Extracted data entries
::::

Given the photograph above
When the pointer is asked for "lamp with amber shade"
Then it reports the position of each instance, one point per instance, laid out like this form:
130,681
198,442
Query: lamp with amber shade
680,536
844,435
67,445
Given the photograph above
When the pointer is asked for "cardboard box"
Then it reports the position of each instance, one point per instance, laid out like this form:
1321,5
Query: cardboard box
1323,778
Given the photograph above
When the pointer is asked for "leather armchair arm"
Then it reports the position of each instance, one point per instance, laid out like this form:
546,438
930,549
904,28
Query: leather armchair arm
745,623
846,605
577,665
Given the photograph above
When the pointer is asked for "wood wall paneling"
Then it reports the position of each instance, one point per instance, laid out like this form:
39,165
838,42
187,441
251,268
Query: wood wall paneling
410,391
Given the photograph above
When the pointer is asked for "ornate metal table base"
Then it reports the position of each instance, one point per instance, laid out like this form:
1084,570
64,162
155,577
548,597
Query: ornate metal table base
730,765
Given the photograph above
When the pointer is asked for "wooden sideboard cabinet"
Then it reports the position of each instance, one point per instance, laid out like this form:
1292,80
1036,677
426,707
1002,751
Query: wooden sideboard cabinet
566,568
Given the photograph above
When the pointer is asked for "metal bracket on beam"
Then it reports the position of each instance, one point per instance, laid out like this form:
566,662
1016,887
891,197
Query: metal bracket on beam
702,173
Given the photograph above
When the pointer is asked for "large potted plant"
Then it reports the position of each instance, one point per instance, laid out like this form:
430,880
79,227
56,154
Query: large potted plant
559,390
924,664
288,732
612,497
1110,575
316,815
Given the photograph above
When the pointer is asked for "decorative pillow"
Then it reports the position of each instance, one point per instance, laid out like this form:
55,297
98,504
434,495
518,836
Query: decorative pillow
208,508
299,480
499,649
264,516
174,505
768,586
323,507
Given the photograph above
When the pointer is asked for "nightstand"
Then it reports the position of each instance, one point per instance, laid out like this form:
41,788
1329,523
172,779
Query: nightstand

::::

Exercise aim —
Repeat the data exactly. Leave nothing out.

Task response —
Given the photograph above
When the pointer is asked for "lamp with amber shade"
Then it reports the position of each instance, one point per instance, laid out like this form:
130,681
198,442
Query: lamp with amber shade
680,536
844,435
67,445
Given the photograph above
When the pointer is asked for "cardboard box"
Then it reports the position of each instance, one point per instance, laid out like this form:
1321,5
Query: cardboard box
1323,778
Given the photograph above
When the pointer is asked for "leather armchair arm"
Then it reports the position of each instance, one point per instance, laid out like this form:
546,438
930,549
904,28
Query: leather armchair arm
745,623
846,605
577,665
Given the photograph above
When the pointer is asked for "wood wall paneling"
Then it reports the position of each instance, one point per instance, laid out like this form:
39,165
838,42
187,441
251,268
Query: wood wall paneling
410,391
Given the photograph above
When the pointer is asked for "ornate metal table base"
Then it reports the position of each instance, one point per instance, laid out like this form:
1084,570
64,162
155,577
548,597
Query: ornate metal table base
730,765
Given the photograph above
When the pointer is asked for "wooden sideboard cabinet"
Then it reports the position of each instance, one point per instance, laid out like this form:
1292,80
1036,677
426,707
1002,751
Query: wooden sideboard cabinet
566,568
Given the photograph above
When the pointer is asked for "metal bracket on beam"
Then it reports the position of each instance, one point per instance, laid out like this form:
566,662
1016,887
891,197
Query: metal bracket on beam
702,173
Given the photograph above
When the pointer is asked for "large potted plant"
Then it reports the position of each instance, one point per instance, laid out like this form:
430,880
79,227
56,154
Query: large potted plant
559,390
924,664
288,732
612,497
1110,575
316,815
Given the photograph above
When the pointer is asked for "decorative pillow"
Then it reports the position of each instance, one point per instance, laid out like this form:
55,297
98,504
434,495
518,836
Query: decorative pillow
208,508
299,480
499,649
264,516
174,505
768,586
323,507
Given the photograph above
When the pointer is asked for "nightstand"
Then it reports the position of each instance, one point per instance, laid out like this form:
41,788
1329,523
172,779
Query: nightstand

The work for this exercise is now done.